Problem to solve: Can you copy every item below word for word, leaving out the pictures?
#### Source material ####
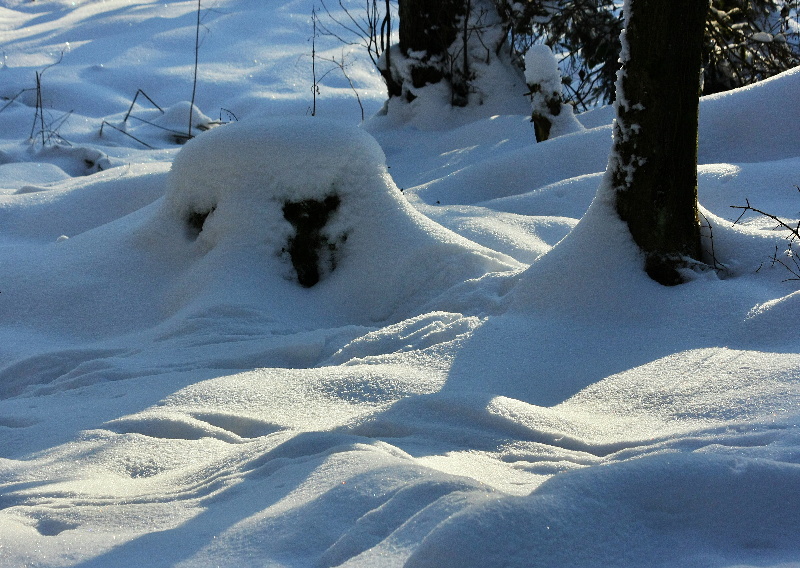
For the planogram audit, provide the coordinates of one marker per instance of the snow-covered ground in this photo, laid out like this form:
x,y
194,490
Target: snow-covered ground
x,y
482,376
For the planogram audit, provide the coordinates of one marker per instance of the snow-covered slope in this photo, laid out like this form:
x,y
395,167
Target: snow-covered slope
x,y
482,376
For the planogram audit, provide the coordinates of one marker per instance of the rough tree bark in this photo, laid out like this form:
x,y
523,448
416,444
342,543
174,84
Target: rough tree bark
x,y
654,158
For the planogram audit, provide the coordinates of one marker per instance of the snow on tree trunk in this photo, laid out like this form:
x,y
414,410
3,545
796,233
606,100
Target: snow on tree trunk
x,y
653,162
####
Output of the task:
For the planogram audit, provide the coordinates of one marker per instance of the snow-covered ground in this photo, laid out like this form:
x,y
194,490
Target: snow-covered ground
x,y
482,376
For the planogram audit, provide the coordinates of one marker per instance of the snow-covered slope in this photo, laid out like this form:
x,y
395,167
Target: snow-covered slope
x,y
482,376
For the planogram audit, provide the coordinates of one marker per instance of the rough tree bark in this photo, laid out like this form:
x,y
523,448
416,444
342,543
174,84
Target: rough tree bark
x,y
654,158
For the planogram audit, provide the coordinates of one marker per instance of the snow on tree trunk in this photo, laid out like this form:
x,y
414,410
3,545
796,233
606,100
Target: snow on tree trunk
x,y
653,162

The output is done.